● Fragment tekstu

Partner merytoryczny: Eleven Sports

Polski klub rozważał samodzielne transmitowanie swoich meczów. Na razie nic z tego

Zgodnie z zasadami przyjętymi przez UEFA, kwalifikacje europejskich pucharów nie wliczają się do pakietów medialnych, które wykupują poszczególne telewizje. Oznacza to, że na tym etapie każdy klub sam dysponuje prawami transmisyjnymi. Może je wykorzystać we własnym zakresie, oddać w zarządzanie pośrednikom lub odsprzedać stacjom telewizyjnym.

Strefa Euro 12:00. "Sędziowie mają różne gwizdki". Eksperci odsłaniają kulisy arbitrów piłkarskich. Wideo/Ipla/IPLA

W przypadku polskich drużyn najczęściej stosowany jest ten ostatni wariant. Kluby dogadują się z telewizjami, które pokazują ich europejskie zmagania. Tutaj jednak ważne zastrzeżenie - prawa telewizyjne przysługują jedynie gospodarzowi danego spotkania. W przypadku spotkań na wyjeździe albo kluby dogadują się między sobą, albo telewizje prowadzą międzynarodowe negocjacje.

● Zawartość danych
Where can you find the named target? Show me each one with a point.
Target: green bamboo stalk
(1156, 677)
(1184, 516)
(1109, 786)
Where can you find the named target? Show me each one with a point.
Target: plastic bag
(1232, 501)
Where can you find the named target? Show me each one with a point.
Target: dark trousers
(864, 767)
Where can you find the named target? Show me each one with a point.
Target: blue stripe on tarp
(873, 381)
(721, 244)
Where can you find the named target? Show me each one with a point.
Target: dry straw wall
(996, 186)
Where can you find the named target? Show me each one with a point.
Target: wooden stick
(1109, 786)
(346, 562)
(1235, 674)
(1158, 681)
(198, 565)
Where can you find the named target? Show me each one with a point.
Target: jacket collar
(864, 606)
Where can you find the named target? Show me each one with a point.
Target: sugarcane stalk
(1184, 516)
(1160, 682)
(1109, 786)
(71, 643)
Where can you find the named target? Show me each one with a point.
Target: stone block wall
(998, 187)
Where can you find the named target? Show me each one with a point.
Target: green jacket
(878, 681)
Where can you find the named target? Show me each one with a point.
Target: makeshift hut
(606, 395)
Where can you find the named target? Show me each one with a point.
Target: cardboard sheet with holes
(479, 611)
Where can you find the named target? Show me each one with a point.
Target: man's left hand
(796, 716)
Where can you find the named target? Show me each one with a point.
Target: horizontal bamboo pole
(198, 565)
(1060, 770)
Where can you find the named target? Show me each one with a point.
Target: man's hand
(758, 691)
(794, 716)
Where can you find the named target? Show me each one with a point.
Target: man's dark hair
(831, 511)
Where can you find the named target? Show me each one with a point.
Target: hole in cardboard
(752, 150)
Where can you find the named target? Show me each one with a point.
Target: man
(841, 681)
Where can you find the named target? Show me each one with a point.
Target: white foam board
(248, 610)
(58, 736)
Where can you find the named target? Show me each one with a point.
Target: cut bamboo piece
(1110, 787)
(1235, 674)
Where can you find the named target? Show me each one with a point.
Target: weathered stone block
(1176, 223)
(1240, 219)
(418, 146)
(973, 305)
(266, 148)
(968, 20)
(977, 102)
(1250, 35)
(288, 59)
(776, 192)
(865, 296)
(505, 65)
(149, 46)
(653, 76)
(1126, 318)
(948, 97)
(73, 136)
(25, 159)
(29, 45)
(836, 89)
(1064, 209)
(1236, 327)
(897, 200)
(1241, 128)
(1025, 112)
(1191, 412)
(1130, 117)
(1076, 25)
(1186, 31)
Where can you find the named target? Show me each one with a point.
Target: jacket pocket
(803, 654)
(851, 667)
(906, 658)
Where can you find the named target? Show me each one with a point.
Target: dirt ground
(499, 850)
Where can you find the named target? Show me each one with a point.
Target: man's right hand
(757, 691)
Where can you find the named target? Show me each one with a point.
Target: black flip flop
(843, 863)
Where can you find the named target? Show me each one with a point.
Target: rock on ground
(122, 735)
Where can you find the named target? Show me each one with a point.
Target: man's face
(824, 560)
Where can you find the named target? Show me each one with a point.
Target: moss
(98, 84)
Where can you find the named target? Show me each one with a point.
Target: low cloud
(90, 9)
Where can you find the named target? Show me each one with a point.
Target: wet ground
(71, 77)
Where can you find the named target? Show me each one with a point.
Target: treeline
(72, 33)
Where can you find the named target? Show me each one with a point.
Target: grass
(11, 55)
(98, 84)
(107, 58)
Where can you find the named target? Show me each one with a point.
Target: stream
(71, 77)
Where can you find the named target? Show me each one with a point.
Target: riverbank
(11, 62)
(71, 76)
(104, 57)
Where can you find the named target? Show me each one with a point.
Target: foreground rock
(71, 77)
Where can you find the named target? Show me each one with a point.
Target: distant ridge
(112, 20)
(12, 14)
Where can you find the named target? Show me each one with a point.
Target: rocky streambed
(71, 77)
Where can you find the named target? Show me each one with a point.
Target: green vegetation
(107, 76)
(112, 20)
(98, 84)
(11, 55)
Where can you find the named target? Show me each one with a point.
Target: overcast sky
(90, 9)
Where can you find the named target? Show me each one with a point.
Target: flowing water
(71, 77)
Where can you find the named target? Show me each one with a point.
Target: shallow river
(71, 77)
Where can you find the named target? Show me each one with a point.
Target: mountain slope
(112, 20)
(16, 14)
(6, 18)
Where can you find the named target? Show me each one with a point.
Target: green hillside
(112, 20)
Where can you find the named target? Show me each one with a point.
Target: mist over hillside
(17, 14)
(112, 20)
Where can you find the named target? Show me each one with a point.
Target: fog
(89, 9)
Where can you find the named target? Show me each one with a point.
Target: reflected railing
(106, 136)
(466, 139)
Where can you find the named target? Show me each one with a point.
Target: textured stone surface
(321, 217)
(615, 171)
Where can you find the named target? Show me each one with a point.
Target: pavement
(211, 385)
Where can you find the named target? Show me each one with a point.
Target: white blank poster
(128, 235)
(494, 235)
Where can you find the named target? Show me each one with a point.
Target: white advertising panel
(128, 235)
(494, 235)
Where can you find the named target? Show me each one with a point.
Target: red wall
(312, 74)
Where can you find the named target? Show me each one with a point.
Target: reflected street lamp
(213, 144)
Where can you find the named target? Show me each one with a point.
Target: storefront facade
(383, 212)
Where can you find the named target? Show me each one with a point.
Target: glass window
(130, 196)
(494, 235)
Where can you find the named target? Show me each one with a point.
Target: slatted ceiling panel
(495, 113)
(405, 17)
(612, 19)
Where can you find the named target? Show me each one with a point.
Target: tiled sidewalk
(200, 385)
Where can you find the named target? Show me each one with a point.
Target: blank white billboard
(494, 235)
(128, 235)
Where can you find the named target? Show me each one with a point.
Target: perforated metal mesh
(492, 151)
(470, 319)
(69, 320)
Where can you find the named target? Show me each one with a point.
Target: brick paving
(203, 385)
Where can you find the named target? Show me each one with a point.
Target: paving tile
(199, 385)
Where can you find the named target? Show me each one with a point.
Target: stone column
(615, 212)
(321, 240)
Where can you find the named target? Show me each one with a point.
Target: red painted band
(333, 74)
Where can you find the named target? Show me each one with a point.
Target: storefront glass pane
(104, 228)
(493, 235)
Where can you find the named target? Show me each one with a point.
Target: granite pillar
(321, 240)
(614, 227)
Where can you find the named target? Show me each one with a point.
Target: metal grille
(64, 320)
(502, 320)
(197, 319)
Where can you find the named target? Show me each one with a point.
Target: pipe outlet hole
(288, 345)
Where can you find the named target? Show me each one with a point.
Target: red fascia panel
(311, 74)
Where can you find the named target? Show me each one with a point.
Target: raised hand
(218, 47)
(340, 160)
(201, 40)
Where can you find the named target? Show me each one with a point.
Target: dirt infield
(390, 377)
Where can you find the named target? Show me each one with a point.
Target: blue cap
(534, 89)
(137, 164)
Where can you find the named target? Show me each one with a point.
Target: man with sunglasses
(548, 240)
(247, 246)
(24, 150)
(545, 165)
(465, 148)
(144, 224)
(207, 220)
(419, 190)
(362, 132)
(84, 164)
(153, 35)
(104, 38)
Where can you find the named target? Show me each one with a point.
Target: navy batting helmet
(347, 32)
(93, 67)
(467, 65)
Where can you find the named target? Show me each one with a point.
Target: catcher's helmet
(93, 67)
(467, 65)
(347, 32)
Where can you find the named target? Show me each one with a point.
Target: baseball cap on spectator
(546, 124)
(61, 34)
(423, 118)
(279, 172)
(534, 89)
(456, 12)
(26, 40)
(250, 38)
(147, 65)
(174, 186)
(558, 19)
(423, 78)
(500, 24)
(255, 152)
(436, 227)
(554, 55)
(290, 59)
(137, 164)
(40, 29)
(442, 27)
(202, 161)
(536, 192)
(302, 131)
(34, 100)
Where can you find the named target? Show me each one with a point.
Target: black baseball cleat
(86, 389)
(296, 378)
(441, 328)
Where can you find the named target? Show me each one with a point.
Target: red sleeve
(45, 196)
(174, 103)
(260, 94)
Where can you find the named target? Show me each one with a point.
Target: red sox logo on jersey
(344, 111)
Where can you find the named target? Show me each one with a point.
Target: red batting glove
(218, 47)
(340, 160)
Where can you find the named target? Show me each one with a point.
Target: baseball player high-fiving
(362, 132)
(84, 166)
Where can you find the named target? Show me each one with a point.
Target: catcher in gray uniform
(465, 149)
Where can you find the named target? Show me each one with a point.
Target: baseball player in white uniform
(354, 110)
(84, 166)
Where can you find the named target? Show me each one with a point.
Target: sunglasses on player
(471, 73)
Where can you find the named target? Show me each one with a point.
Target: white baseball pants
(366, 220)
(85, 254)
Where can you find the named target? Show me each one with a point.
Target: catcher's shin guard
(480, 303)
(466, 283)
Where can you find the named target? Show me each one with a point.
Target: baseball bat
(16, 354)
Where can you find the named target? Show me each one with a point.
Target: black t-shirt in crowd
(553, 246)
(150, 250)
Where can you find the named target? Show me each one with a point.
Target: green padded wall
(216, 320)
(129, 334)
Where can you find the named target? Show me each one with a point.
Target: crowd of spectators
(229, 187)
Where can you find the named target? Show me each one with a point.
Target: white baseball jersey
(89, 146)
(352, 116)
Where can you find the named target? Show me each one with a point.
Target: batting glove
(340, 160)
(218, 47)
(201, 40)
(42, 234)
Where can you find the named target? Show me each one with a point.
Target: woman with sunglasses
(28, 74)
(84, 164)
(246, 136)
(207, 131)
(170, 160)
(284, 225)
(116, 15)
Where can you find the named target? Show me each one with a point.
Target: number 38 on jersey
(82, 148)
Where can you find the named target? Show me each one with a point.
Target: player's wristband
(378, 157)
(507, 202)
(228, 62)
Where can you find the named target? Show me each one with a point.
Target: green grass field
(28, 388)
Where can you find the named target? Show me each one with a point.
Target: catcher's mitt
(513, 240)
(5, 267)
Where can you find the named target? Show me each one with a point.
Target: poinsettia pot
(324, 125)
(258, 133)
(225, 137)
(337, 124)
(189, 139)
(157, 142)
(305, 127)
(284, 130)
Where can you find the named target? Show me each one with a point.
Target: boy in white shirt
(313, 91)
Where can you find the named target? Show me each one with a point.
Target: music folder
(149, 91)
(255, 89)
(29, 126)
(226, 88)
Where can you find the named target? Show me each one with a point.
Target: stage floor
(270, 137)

● Do wykonania
- A) Oceń, czy poniższe stwierdzenia zgadzają się z tekstem o prawach telewizyjnych do meczów eliminacji: (i) kwalifikacje europejskich pucharów wchodzą w skład pakietów medialnych wykupywanych przez telewizje; (ii) prawa telewizyjne do meczu przysługują wyłącznie jego gospodarzowi; (iii) na etapie kwalifikacji prawami transmisyjnymi dysponuje UEFA. Przy każdym odpowiedz „tak” lub „nie” i przytocz dosłownie rozstrzygające słowa tekstu.
- B) Podaj dalszy ciąg tekstu o prawach telewizyjnych do meczów eliminacji, zaczynając od zdania następującego po jego ostatnim zdaniu.

● Odpowiedzi do zadań
- A)
(i) Nie: „kwalifikacje europejskich pucharów nie wliczają się do pakietów medialnych, które wykupują poszczególne telewizje”.
(ii) Tak: „prawa telewizyjne przysługują jedynie gospodarzowi danego spotkania”.
(iii) Nie: „na tym etapie każdy klub sam dysponuje prawami transmisyjnymi”.

- B)
Pogoń Szczecin jest w takiej sytuacji po raz pierwszy od niepamiętnych czasów. Jako gospodarzowi meczu eliminacyjnego z chorwackim NK Osijek, Portowcom przysługują prawa medialne do tego wydarzenia. W klubie od maja trwały narady, co z tym fantem począć. Od początku bardzo mocno pod uwagę brana była możliwość przeprowadzenia własnej transmisji z meczu. - Oczywiście miałaby ona być na odpowiednim poziomie, przy współpracy z firmą realizującą takie produkcje. Chcieliśmy następnie udostępnić własną transmisję widzom w formule PPV. Opracowany przez nas model biznesowy tego rozwiązania i sam pomysł na transmisję zakładały, że może być to dla klubu dobre i ciekawe rozwiązanie - przyznaje w rozmowie z Interią rzecznik prasowy Pogoni, Krzysztof Ufland.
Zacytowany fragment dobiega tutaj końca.